Instrucciones
**1.** Extrae del fragmento sobre Odín y la disputa cultural el pasaje literal que va desde "Este dilema no" hasta "y se reproduce.".
**2.** Responde con datos del fragmento sobre Odín y la disputa cultural:
(a) ¿A qué medio concedió Odín la entrevista citada y en qué fecha?
(b) ¿Qué autora se nombra entre las voces de la teoría feminista radical y la filosofía queer?
(c) ¿Qué tres ejemplos de actos performativos de la vida cotidiana se enumeran?

Es necesario partir de la base de que el género no existe. El género como tal, es un constructo social y la diferencia entre tú y yo no pasa por el género. si tu mañana pierdes el pene en un accidente que doy por hecho que tienes pene, ¿Dejas de ser un hombre?, entonces: ¿Qué es lo que te define como hombre?. Si yo tengo más testosterona en el cuerpo por equis motivos ¿Soy más hombre que tú? Esto afirmaba Odín en una entrevista para Urban Beat el 27 de mayo de 2024. En agosto de 2025 nos damos cuenta que su razón parte de una incoherencia preciosa que asumimos con el valor de su talento implícito. Negar el género para luego abrasarse a él es una cuestión que debemos dejar a especialistas de rango mayor.
Este dilema no es anecdótico. Se encuentra en el corazón de la actual disputa cultural: ¿Qué significa realmente “ser hombre” o “ser mujer”? ¿Es el género una ficción opresiva, una performance liberadora o un marco identitario indispensable? Desde hace décadas, parte de la teoría feminista radical y la filosofía queer han puesto en duda la existencia del género como esencia. Judith Butler, entre otras voces, señaló que lo que llamamos “género” no es más que un conjunto de actos performativos repetidos en la vida cotidiana: gestos, modos de vestir, maneras de hablar. Bajo esa lógica, el género no es innato ni inmutable, sino un guion cultural que se aprende y se reproduce.

Material proporcionado
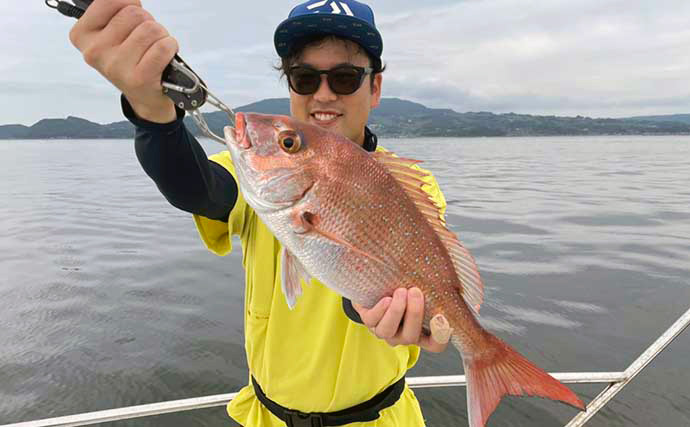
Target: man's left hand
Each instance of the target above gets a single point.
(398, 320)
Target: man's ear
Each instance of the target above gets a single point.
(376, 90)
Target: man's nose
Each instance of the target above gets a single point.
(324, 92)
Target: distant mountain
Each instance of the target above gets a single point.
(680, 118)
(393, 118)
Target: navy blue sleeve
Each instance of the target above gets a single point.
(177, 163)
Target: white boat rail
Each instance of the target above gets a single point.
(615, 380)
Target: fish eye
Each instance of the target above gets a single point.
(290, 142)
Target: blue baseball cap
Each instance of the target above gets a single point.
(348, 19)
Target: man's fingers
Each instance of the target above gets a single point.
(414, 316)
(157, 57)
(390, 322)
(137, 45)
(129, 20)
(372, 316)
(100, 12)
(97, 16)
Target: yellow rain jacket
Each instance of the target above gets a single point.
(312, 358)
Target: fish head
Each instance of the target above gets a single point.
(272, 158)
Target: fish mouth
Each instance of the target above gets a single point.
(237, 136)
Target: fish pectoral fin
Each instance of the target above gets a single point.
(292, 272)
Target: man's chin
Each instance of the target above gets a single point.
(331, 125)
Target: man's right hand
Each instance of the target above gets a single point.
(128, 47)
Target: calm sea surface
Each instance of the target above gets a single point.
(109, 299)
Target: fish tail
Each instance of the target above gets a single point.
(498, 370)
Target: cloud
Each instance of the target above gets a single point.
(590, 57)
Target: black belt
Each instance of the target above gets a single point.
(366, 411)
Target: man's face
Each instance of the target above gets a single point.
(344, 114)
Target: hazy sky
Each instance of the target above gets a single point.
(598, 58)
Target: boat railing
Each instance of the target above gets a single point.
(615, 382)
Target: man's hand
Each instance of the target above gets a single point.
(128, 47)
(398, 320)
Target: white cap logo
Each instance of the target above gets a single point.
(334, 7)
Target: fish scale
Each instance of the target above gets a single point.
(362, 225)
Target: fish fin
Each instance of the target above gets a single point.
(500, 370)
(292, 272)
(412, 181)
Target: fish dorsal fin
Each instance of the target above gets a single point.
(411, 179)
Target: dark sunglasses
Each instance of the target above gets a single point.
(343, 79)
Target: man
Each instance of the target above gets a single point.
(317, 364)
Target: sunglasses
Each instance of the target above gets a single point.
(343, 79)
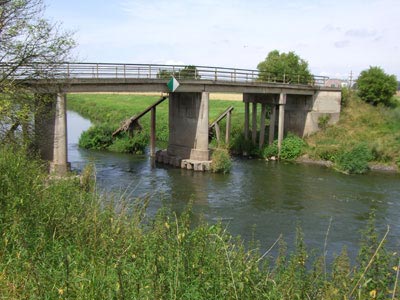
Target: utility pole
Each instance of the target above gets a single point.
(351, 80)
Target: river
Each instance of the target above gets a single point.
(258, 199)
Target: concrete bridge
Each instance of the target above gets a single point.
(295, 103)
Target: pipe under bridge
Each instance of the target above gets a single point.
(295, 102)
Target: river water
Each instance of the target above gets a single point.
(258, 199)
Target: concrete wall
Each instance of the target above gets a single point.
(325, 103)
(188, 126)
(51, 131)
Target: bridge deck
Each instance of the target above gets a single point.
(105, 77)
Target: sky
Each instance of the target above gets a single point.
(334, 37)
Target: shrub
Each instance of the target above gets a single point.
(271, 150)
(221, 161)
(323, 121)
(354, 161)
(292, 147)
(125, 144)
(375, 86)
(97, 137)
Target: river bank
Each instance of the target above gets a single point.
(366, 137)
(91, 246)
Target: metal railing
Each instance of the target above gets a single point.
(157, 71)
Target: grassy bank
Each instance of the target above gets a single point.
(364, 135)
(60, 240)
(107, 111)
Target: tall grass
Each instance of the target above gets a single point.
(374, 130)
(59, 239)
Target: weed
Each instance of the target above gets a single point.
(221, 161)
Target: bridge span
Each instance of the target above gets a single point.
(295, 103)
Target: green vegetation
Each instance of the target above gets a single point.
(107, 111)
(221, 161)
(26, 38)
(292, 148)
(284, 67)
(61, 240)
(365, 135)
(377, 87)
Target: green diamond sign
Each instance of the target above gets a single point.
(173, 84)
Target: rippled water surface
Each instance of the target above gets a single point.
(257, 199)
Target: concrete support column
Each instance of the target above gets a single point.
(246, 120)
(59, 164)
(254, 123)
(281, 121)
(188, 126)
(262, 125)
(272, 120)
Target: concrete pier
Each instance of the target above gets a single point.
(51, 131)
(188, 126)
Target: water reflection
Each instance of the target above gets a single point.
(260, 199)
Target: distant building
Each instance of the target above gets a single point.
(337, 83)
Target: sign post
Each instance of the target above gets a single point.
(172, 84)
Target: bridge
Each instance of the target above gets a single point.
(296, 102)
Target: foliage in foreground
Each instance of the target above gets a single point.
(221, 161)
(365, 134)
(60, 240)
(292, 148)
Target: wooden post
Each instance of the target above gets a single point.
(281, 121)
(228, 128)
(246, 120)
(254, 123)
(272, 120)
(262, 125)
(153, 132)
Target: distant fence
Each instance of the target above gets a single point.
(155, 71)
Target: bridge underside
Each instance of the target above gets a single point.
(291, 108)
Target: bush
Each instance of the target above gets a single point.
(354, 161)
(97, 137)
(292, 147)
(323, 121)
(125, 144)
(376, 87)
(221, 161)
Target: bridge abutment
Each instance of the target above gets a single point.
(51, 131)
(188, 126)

Tareas resueltas
**1.**
Este dilema no es anecdótico. Se encuentra en el corazón de la actual disputa cultural: ¿Qué significa realmente “ser hombre” o “ser mujer”? ¿Es el género una ficción opresiva, una performance liberadora o un marco identitario indispensable? Desde hace décadas, parte de la teoría feminista radical y la filosofía queer han puesto en duda la existencia del género como esencia. Judith Butler, entre otras voces, señaló que lo que llamamos “género” no es más que un conjunto de actos performativos repetidos en la vida cotidiana: gestos, modos de vestir, maneras de hablar. Bajo esa lógica, el género no es innato ni inmutable, sino un guion cultural que se aprende y se reproduce.

**2.**
(a) A Urban Beat, el 27 de mayo de 2024.
(b) Judith Butler.
(c) Gestos, modos de vestir y maneras de hablar.